◆ Source passage ◆
The Japanese Famicom release can use the Famicom Data Recorder to save custom tracks. The feature was missing from the American and European releases, but was retained in all versions of the Virtual Console release except for the 3DS version.

==Development==
In 1972, Nintendo originally released a plastic race car or hot rod toy called Mach Rider. It has a ramp for jumping and a stick shift with three different kinds of meters. The car is placed inside of it, to be charged up and released at high speed.

==Gameplay==
Mach Rider takes place in the year 2112, and planet Earth has been invaded by evil forces driving vehicles known as Quadrunners. The player controls Mach Rider, who travels from sector to sector on a high-powered superbike, searching for survivors and destroying any enemies in their path.

The game's controls are somewhat more complex than other games at its time and require some extra skills. The left and right directions on the Control Pad steer Mach Rider and the A button accelerates. The B button fires Mach Rider's machine gun which can be used to destroy enemies and obstacles on the road. The up and down buttons are used to shift gears. Mach Rider's bike has four speeds and shifting to the fourth gear at high speed will grant the player in instant speed boost. Conversely, the player remaining in a higher gear while stopping results in a slower acceleration.

◆ Written exercise 1 ◆
Reproduce, line for line, the stretch of the listing from the line containing "find the distant" through the line containing "Query: forest".

◆ Records provided ◆

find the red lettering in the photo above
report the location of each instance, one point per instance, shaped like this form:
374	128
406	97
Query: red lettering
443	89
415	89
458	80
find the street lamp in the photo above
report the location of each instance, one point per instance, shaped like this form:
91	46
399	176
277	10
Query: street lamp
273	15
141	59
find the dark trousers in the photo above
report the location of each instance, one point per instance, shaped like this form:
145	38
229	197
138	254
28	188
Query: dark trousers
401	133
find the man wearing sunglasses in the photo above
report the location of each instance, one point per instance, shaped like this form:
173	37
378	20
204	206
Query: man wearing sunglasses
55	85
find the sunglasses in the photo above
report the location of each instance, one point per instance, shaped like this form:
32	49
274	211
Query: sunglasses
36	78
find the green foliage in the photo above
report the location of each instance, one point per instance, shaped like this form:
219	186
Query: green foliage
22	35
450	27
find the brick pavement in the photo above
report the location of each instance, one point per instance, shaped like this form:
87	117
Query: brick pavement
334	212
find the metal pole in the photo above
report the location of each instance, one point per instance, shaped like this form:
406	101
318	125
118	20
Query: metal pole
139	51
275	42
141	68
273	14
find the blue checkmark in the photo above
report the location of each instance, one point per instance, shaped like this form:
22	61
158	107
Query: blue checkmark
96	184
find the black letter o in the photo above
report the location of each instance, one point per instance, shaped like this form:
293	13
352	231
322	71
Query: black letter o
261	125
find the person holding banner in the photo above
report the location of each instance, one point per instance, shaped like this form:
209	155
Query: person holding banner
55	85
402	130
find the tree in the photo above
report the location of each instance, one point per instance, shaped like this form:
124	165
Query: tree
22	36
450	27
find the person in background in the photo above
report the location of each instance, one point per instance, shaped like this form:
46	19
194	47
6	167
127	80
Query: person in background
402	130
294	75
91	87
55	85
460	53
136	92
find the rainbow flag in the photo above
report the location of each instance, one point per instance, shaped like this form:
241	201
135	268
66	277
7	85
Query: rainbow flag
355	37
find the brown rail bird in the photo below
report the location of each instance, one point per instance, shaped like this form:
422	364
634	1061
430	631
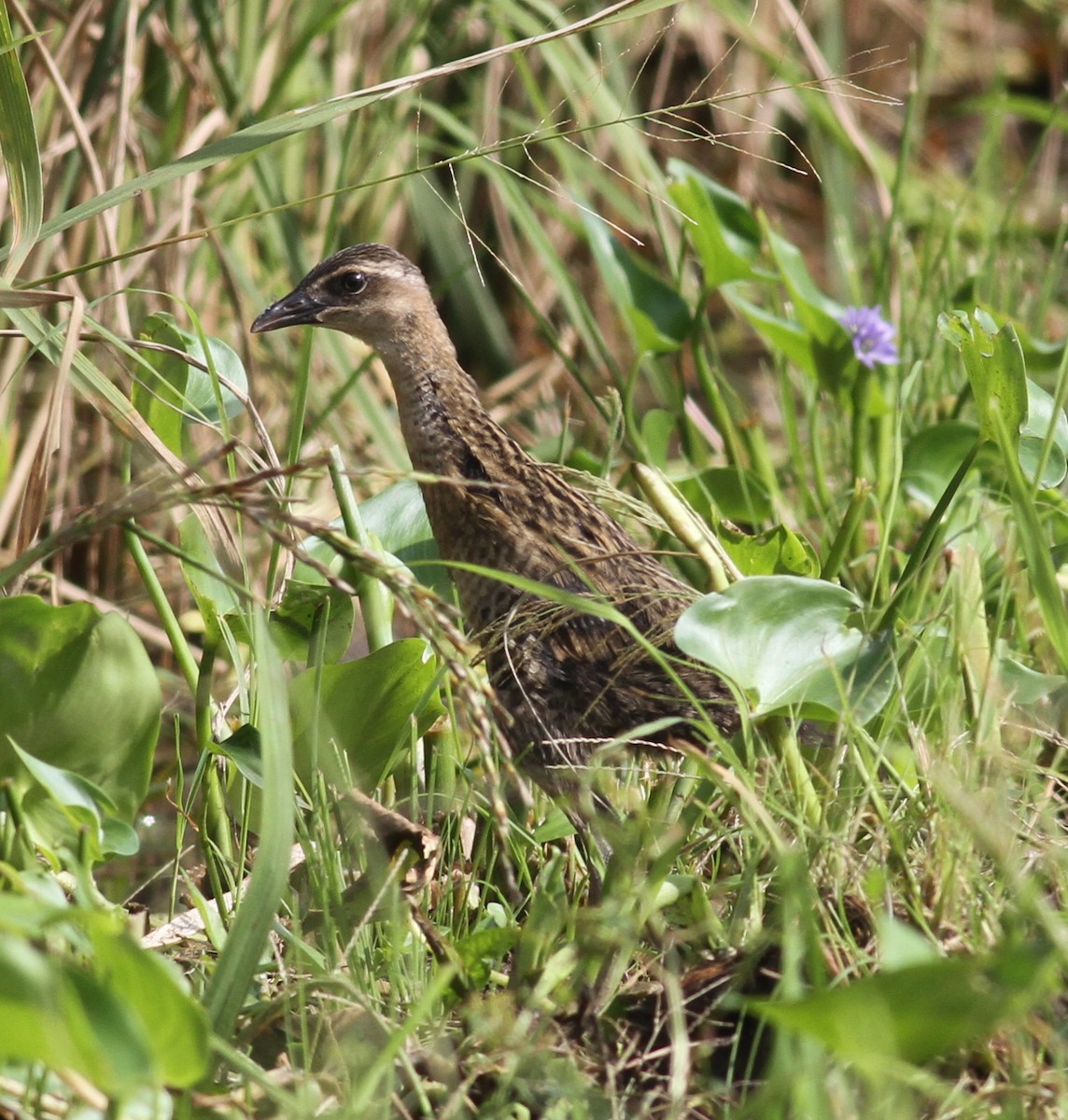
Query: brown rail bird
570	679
* * *
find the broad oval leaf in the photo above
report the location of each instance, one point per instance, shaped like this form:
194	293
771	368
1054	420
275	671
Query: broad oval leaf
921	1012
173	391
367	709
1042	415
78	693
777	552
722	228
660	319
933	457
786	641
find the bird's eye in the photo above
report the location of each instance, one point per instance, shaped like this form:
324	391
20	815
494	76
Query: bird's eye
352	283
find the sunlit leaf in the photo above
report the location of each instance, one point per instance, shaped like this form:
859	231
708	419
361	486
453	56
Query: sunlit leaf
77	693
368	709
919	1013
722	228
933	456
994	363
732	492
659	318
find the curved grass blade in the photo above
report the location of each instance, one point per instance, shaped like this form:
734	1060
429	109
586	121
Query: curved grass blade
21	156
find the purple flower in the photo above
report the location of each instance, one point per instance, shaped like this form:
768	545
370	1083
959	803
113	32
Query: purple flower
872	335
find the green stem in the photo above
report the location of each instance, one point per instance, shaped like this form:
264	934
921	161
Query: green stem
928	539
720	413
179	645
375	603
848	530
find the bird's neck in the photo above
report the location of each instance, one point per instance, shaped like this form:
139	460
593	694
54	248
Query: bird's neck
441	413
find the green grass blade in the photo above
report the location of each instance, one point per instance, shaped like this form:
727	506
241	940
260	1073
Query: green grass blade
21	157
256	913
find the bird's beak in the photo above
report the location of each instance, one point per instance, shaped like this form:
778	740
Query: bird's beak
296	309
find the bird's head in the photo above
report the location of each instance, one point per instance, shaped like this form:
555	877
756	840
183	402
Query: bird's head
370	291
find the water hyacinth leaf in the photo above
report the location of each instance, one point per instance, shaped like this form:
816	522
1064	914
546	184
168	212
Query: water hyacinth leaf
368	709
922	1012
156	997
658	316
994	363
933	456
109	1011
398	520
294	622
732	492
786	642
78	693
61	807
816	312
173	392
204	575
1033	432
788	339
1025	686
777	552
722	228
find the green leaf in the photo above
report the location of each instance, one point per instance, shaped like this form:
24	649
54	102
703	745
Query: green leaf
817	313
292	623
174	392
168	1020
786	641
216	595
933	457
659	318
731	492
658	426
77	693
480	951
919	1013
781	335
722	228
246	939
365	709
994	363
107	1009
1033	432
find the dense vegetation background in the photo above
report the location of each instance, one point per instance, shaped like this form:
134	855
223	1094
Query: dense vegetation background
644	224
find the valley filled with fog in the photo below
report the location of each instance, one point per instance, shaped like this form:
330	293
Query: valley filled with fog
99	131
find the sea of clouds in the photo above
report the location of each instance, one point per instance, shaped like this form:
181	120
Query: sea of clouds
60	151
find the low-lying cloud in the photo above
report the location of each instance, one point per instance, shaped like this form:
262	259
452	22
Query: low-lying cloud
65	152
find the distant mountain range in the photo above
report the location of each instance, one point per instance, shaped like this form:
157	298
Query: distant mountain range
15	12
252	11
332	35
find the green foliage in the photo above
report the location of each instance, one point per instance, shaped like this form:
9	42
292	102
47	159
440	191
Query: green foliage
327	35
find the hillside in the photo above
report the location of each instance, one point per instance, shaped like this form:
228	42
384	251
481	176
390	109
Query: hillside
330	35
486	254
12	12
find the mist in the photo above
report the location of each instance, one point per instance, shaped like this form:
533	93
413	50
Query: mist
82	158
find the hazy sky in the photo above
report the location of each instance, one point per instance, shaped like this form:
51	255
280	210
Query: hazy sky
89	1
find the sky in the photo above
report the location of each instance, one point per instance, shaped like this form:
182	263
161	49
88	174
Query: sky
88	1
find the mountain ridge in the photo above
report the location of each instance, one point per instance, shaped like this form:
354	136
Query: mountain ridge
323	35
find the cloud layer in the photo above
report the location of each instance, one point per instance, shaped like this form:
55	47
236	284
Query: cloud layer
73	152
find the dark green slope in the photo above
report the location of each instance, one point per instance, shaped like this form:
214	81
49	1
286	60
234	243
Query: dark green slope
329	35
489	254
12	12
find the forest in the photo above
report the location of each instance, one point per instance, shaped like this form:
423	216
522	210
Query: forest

◆ Written exercise 2 ◆
Write out the stretch of the Mach Rider passage from "The Japanese Famicom" through "in their path.", switching "Quadrunners" to "Skyrunners".

◆ Exercise response 1 ◆
find the distant mountain range in the photo above
report the location of each instance, one point per instance, shaped like this form:
157	298
Query: distant mountain range
15	12
252	11
332	35
find the green foliage in the photo above
report the location of each instance, one point per instance, shaped like this form:
9	42
292	102
47	159
440	191
Query: green foliage
327	35
find the hillside in the photo above
report the location of each instance, one point per instance, shaped like this form:
228	42
384	251
481	176
390	109
Query: hillside
330	35
486	254
12	12
find the mist in the photo above
report the location of each instance, one point per instance, shaped like this form:
533	93
413	50
Query: mist
82	158
find the hazy sky in the photo above
report the location of each instance, one point per instance, shaped like this form:
51	255
280	210
Query: hazy sky
89	1
find the sky in the photo above
report the location of each instance, one point per instance, shaped like this form:
182	263
161	49
88	174
Query: sky
88	1
find the mountain ridge in the photo above
report the location of each instance, one point per instance, shaped like this form:
354	136
Query: mountain ridge
323	35
find the cloud layer in the photo above
report the location of each instance, one point per instance, shaped like this form:
55	47
236	284
Query: cloud layer
73	152
find the dark green slope in the photo above
report the location of each instance, one point per instance, shaped like this form:
214	81
49	1
286	60
234	243
Query: dark green slope
329	35
489	254
12	12
find the forest in the photo above
report the location of each instance, one point per instance, shaped like this form:
423	216
522	210
Query: forest

◆ Exercise response 2 ◆
The Japanese Famicom release can use the Famicom Data Recorder to save custom tracks. The feature was missing from the American and European releases, but was retained in all versions of the Virtual Console release except for the 3DS version.

==Development==
In 1972, Nintendo originally released a plastic race car or hot rod toy called Mach Rider. It has a ramp for jumping and a stick shift with three different kinds of meters. The car is placed inside of it, to be charged up and released at high speed.

==Gameplay==
Mach Rider takes place in the year 2112, and planet Earth has been invaded by evil forces driving vehicles known as Skyrunners. The player controls Mach Rider, who travels from sector to sector on a high-powered superbike, searching for survivors and destroying any enemies in their path.